[START OF Exercise materials]
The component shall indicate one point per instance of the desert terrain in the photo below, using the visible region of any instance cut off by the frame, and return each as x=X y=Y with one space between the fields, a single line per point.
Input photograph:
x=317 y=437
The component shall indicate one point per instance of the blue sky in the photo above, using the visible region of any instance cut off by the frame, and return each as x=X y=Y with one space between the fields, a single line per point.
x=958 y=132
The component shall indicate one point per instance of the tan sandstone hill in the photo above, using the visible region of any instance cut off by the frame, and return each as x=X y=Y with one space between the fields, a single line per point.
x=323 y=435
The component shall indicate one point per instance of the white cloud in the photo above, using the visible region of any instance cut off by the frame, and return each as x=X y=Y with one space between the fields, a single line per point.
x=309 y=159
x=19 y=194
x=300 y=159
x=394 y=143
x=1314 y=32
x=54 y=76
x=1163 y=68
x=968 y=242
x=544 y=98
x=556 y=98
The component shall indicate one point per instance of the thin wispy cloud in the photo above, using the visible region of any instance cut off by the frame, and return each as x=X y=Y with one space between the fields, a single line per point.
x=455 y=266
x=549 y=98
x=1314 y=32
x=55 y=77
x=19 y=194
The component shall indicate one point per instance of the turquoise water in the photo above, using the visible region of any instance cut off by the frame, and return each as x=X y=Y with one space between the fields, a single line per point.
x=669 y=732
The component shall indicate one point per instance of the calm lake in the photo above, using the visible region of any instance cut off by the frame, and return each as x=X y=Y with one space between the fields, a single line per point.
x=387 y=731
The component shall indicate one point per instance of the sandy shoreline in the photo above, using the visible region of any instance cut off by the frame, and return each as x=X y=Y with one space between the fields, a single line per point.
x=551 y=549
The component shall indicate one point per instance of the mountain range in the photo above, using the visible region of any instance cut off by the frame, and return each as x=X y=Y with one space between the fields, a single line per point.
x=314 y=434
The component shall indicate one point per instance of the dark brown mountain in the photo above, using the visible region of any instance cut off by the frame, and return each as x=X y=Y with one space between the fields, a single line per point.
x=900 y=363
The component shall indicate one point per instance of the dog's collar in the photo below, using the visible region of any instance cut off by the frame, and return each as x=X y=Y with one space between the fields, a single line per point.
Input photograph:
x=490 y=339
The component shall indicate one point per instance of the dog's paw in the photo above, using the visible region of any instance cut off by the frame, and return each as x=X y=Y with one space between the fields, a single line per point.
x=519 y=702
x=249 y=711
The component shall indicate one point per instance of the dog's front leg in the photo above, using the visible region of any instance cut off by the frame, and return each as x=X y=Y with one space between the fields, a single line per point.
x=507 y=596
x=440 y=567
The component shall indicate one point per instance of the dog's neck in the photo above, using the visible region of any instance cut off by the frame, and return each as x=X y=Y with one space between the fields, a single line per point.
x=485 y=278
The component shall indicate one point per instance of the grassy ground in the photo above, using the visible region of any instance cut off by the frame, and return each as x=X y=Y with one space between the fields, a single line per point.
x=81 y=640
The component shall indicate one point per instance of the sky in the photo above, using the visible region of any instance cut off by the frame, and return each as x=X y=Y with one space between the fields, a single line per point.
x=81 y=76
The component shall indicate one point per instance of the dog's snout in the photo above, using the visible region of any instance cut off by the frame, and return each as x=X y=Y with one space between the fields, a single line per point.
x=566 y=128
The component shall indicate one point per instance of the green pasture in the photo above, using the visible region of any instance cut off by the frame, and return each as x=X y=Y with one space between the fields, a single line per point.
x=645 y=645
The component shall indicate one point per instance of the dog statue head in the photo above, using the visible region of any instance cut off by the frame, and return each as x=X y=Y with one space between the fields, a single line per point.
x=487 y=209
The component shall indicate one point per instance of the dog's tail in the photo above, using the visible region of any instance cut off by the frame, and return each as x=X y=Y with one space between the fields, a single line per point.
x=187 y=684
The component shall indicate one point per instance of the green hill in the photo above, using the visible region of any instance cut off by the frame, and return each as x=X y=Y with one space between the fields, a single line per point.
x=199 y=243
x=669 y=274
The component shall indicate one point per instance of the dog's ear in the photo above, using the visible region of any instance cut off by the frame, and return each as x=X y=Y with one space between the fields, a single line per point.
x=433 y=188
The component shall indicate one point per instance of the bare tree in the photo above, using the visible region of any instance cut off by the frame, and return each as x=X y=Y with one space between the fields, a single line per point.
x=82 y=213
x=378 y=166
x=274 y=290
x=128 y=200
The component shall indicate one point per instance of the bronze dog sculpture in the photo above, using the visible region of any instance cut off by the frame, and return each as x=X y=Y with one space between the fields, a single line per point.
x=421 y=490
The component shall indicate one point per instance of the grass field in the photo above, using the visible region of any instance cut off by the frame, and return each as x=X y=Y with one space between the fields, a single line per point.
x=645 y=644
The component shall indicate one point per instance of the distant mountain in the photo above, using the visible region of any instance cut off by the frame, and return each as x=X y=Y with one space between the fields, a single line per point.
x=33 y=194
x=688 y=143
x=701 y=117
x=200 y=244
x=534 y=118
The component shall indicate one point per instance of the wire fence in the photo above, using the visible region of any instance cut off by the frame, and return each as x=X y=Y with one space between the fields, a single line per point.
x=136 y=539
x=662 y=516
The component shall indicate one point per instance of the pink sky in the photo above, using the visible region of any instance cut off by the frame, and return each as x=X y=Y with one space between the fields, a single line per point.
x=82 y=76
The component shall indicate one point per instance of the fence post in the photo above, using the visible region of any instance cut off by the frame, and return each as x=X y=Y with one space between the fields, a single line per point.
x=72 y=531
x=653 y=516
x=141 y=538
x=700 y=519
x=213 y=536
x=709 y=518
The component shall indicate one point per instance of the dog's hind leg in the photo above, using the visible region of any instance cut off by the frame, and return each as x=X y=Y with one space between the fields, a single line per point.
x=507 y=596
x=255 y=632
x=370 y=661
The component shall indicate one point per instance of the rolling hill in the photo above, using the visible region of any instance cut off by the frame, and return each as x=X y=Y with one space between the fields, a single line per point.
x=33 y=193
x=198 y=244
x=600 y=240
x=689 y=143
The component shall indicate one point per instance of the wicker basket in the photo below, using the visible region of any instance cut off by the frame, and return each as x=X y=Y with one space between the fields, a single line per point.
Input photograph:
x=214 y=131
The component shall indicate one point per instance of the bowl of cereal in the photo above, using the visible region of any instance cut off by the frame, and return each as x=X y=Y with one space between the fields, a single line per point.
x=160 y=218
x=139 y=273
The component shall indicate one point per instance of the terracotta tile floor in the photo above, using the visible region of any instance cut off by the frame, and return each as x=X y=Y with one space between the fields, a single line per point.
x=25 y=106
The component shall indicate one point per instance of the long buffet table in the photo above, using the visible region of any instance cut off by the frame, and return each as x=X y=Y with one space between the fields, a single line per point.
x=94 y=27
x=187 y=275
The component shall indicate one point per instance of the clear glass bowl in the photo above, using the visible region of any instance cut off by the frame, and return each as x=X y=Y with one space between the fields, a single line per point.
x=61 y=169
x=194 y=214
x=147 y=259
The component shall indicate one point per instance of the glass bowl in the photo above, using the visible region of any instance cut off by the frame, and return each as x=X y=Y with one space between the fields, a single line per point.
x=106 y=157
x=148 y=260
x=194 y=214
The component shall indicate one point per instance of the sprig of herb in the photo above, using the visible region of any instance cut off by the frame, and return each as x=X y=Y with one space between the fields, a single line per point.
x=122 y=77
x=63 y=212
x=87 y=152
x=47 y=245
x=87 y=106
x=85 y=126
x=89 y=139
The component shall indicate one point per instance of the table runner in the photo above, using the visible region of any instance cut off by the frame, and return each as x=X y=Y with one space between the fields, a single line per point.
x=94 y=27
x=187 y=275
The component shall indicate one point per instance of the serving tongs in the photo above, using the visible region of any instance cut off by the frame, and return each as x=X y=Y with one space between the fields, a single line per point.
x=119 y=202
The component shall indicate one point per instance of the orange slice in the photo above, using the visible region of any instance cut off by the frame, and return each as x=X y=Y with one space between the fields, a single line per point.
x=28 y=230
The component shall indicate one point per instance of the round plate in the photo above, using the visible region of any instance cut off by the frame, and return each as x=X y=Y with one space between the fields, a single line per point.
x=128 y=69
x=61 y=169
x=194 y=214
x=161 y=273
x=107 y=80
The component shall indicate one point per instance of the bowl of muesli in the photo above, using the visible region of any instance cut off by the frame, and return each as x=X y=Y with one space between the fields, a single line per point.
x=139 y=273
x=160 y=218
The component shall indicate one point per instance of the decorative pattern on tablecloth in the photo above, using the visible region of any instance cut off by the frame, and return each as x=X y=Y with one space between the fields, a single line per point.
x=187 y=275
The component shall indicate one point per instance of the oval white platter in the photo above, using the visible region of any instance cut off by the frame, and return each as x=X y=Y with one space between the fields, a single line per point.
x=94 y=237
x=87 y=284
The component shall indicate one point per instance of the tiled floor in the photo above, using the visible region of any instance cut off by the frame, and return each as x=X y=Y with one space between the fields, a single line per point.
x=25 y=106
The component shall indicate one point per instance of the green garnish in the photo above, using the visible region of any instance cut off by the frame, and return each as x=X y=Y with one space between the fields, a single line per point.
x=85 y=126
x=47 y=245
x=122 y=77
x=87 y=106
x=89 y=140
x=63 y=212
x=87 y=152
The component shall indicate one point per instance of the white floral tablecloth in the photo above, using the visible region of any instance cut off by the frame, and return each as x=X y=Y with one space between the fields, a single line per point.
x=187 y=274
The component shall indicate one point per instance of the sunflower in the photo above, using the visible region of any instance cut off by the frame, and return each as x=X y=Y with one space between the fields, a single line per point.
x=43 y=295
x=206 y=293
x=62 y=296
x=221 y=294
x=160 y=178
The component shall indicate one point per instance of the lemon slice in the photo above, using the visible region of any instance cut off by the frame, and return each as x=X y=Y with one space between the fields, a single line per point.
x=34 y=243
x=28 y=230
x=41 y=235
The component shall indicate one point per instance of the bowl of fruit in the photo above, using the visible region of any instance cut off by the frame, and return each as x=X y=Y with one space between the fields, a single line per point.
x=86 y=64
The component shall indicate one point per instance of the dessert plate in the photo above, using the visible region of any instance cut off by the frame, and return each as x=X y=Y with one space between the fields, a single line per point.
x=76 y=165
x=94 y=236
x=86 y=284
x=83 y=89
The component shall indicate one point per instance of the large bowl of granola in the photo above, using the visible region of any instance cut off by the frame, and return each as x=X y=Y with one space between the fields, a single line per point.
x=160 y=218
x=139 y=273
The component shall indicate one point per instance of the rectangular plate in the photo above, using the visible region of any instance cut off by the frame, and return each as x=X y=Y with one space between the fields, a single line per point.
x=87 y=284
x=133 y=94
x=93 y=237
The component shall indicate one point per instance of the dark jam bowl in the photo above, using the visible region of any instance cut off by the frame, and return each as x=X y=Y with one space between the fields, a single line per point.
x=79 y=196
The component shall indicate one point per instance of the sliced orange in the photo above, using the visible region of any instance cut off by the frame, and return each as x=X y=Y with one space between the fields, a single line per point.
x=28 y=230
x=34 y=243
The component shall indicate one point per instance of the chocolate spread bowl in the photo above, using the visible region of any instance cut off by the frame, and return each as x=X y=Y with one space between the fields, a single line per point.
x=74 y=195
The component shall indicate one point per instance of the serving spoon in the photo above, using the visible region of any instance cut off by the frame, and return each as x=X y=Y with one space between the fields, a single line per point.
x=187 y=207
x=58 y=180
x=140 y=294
[END OF Exercise materials]
● Task to complete
The required output is the span of lines from the one containing "of the chocolate" to the last line, reproduced character for character.

● Answer to this exercise
The component shall indicate one point per instance of the chocolate spread bowl in the photo above, using the visible region of any instance cut off by the frame, and return each as x=X y=Y with one space between the fields, a single line per point.
x=74 y=195
The component shall indicate one point per instance of the serving spoon in the photo above, using the visible region of any instance cut off by the frame, and return each as x=X y=Y with one space between the fields, a single line per point.
x=187 y=207
x=58 y=180
x=140 y=294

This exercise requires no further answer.